--- start of Supplied data ---

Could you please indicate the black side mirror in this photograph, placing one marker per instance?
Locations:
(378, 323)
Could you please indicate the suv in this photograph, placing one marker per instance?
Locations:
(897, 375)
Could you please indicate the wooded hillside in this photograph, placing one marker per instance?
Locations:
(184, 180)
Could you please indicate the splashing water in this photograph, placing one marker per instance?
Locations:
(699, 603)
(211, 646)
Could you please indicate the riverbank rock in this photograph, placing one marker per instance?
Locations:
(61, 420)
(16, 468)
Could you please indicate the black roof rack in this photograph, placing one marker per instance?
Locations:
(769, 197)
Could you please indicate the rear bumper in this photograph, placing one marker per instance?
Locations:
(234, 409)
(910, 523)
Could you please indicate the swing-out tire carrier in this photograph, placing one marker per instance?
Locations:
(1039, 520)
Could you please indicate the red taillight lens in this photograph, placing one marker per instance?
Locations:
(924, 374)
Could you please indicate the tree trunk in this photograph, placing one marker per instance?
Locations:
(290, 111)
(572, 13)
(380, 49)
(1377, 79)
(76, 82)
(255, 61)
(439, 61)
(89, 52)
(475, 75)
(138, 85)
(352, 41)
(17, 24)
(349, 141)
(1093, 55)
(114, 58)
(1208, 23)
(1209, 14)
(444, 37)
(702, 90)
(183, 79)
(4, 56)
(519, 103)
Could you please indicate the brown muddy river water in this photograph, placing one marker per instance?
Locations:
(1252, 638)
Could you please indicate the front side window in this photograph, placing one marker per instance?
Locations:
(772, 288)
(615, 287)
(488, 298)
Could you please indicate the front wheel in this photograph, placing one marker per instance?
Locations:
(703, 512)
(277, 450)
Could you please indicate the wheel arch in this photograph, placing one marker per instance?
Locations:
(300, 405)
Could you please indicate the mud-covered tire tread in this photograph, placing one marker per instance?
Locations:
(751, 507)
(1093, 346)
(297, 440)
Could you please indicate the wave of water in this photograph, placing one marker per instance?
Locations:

--- end of Supplied data ---

[Written instruction] Could you rewrite the whole listing above, switching every "Locations" to "Points" and leaving everything else unchanged?

[Written reply]
Could you please indicate the black side mirror in this photograph, placing one marker per instance?
Points:
(378, 323)
Could you please indicate the suv in this photograph, placing one marker per instance?
Points:
(897, 375)
Could you please indicate the wooded hillside in this photograph, placing one marker per instance?
Points:
(184, 180)
Could you please indicate the splashing water in this photograph, placing one marker per instance?
Points:
(699, 603)
(211, 646)
Could you please indicate the riverbank rock in this photograph, placing one marker per instance?
Points:
(61, 420)
(16, 468)
Could you please indicate the black roof rack in this photograph, placing one marker per instance?
Points:
(769, 197)
Could you please indicate the rear bumper in this photograph, placing one marker per instance?
Points:
(234, 409)
(910, 523)
Could you please indicate the swing-out tire carrier in this photograph, placing one marker per instance?
Points:
(1039, 520)
Could you please indicate the red taillight lens in this photograph, placing one marker per instance?
Points:
(924, 374)
Could you please indicate the tree trunk in this photograph, placing one marker per instance?
Points:
(290, 111)
(572, 13)
(380, 49)
(1377, 79)
(76, 82)
(255, 61)
(439, 61)
(89, 52)
(475, 75)
(138, 85)
(352, 41)
(17, 24)
(349, 141)
(1093, 55)
(114, 58)
(1208, 23)
(1209, 14)
(444, 37)
(702, 90)
(183, 79)
(4, 56)
(519, 103)
Could you please indicate the brown muddy river water in this photograph, placing one marker per instance?
Points:
(1252, 638)
Could you please indicate the front side window in this photograph, placing one marker per instance?
Points:
(772, 288)
(615, 287)
(488, 298)
Could you please indicate the front wheel in this photograph, placing one marker per instance?
Points:
(703, 512)
(277, 450)
Could you please indicate the wheel arch in this photograph, placing one marker per instance?
Points:
(300, 405)
Could you please indicate the mud-covered tire tread in this photograph, placing one marker per instance?
Points:
(751, 507)
(1093, 346)
(297, 440)
Could you please indicate the wave of water in this photograph, placing one marker per instance?
Points:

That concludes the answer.